▸ **Aim of the task**
Reproduce, exactly, the lines of the material below from the line containing "of the shoreline" through the line containing "of the evergreen", with both end lines included and nothing else.

▸ **Data for processing**
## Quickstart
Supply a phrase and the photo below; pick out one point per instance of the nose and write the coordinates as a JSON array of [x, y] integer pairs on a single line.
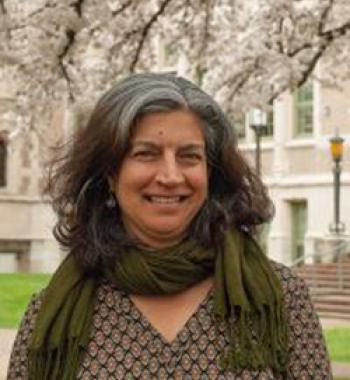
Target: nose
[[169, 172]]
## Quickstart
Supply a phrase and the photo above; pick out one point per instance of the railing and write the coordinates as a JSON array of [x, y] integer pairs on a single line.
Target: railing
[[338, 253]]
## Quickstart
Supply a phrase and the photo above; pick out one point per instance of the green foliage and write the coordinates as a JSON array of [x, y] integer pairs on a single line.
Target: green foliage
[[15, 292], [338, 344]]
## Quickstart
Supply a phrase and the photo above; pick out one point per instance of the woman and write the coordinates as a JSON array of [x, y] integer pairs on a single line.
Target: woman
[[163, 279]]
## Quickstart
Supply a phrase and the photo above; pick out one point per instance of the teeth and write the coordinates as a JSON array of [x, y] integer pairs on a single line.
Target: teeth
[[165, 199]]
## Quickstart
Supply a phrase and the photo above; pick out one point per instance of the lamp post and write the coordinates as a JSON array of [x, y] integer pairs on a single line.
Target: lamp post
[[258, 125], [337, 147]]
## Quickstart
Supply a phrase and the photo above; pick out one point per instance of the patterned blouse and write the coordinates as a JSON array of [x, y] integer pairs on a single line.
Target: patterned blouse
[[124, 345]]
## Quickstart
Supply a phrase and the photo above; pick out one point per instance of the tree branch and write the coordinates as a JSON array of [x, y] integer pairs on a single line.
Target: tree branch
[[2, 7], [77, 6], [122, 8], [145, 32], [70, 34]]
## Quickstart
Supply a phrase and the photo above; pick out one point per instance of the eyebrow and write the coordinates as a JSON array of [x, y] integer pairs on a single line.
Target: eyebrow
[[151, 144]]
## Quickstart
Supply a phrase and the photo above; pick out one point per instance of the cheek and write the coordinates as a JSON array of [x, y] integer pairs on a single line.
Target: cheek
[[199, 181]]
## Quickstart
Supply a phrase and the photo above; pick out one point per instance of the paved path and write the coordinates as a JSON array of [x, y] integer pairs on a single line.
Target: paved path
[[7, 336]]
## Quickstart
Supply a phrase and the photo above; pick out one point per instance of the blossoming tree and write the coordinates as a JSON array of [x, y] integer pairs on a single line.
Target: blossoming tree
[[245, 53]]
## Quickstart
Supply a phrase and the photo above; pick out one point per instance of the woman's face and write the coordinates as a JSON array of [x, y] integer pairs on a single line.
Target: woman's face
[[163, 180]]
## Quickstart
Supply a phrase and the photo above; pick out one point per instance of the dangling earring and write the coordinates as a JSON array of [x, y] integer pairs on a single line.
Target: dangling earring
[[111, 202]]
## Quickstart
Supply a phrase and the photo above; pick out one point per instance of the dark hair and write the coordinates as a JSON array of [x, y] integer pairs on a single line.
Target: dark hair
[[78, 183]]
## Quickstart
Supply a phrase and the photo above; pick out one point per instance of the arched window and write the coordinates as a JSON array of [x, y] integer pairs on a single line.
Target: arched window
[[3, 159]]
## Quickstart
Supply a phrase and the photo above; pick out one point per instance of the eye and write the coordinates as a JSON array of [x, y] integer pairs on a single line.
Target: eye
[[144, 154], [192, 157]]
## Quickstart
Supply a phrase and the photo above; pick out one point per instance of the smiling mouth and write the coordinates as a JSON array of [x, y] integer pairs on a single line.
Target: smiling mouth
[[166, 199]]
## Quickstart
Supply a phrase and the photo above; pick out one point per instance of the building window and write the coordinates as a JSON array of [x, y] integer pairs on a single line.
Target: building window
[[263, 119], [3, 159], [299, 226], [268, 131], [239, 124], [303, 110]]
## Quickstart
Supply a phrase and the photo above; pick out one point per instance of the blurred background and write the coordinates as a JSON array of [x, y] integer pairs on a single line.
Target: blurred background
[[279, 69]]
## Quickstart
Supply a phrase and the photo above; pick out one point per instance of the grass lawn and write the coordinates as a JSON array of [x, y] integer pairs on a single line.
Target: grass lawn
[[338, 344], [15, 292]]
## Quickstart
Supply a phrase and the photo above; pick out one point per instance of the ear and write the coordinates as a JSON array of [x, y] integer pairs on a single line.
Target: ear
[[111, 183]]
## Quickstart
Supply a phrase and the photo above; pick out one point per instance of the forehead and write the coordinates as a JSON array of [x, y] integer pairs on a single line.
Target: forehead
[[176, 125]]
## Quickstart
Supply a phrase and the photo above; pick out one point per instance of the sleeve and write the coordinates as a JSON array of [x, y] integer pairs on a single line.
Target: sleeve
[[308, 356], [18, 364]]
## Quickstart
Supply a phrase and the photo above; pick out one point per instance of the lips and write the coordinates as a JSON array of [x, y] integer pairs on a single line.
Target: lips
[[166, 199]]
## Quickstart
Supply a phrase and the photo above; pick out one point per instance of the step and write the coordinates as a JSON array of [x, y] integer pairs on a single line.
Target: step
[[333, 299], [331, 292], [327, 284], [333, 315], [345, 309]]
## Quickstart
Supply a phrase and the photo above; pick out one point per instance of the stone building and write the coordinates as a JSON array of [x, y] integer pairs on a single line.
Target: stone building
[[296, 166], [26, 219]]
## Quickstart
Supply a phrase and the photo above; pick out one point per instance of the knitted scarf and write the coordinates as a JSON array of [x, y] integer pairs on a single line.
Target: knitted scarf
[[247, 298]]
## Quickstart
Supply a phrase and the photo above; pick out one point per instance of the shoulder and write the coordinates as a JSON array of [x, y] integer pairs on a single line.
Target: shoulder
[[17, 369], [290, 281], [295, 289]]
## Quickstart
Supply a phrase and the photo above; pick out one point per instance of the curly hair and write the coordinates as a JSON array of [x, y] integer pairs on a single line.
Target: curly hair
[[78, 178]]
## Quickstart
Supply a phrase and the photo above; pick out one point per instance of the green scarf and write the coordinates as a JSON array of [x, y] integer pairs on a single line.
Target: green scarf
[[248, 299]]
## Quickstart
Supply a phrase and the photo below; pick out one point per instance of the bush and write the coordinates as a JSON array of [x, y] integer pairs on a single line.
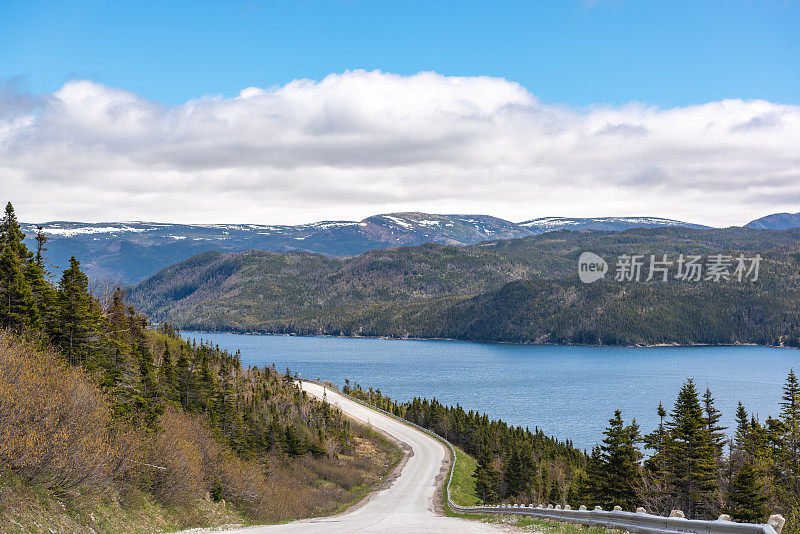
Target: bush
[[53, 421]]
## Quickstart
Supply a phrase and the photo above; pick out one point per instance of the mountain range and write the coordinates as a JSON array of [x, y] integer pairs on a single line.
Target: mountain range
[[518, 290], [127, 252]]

--

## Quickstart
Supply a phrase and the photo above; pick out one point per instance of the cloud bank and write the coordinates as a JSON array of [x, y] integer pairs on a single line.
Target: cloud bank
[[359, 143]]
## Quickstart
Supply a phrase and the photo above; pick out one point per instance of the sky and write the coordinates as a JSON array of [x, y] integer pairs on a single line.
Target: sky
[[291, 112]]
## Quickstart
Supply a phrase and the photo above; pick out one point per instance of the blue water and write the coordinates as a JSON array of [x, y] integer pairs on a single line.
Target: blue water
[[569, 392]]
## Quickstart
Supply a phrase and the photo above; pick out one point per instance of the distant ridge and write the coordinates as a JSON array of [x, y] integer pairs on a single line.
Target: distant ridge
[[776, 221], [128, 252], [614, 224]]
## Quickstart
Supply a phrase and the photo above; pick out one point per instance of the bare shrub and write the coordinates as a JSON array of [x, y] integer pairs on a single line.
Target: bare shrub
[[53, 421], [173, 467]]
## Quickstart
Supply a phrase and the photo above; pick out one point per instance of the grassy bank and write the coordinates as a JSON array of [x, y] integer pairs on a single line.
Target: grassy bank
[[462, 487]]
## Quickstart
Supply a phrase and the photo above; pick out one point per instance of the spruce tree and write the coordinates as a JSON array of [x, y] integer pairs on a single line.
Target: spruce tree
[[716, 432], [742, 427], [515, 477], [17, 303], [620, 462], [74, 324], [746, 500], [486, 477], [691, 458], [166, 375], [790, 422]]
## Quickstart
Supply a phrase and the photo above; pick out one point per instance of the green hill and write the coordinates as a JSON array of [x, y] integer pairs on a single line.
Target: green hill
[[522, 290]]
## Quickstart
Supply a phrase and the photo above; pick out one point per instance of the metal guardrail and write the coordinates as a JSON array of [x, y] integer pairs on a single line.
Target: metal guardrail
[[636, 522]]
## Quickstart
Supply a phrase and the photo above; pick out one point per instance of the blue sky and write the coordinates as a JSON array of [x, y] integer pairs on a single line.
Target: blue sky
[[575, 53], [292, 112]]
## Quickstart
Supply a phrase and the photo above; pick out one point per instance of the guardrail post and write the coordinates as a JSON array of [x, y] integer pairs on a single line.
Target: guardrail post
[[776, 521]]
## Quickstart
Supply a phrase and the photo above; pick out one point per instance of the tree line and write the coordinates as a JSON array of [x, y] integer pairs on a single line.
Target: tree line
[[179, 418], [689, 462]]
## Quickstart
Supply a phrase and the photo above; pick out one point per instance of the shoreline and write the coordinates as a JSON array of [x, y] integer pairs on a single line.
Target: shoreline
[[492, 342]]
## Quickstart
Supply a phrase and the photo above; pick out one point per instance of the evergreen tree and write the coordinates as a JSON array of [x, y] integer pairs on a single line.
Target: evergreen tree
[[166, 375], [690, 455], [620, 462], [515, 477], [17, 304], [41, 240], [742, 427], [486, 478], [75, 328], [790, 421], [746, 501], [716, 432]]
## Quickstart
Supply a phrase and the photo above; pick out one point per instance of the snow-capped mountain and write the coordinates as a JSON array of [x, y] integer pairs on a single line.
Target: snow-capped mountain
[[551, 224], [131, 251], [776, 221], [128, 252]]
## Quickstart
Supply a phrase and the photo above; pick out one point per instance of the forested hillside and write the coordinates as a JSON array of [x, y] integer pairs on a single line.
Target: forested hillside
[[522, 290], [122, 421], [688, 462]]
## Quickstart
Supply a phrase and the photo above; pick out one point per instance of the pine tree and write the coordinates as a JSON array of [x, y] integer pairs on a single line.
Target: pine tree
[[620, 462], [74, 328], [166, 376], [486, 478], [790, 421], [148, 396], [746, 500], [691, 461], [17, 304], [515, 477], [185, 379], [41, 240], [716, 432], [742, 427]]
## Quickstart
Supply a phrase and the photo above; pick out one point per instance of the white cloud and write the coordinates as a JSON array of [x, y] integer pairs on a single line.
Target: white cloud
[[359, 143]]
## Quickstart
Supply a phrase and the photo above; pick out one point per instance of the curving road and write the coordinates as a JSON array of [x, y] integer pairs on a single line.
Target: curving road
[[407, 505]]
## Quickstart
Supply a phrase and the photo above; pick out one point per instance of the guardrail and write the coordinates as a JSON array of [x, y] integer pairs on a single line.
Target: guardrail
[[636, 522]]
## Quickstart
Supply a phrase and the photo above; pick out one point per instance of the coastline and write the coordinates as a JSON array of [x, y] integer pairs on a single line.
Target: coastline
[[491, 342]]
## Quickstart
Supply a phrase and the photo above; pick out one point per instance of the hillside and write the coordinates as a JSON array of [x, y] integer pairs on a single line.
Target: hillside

▸ **Task solution**
Supply a phrase and the photo above; pick out one point per instance of the shoreline and write the coordinates as a JSON array of [x, y] integer pairs on a single line.
Target: shoreline
[[492, 342]]
## Quickstart
Supply a phrase and the photo above; pick out one point per instance of the evergreen tree and write the coordinates as a JSON array of [x, y] integer pairs on a single line.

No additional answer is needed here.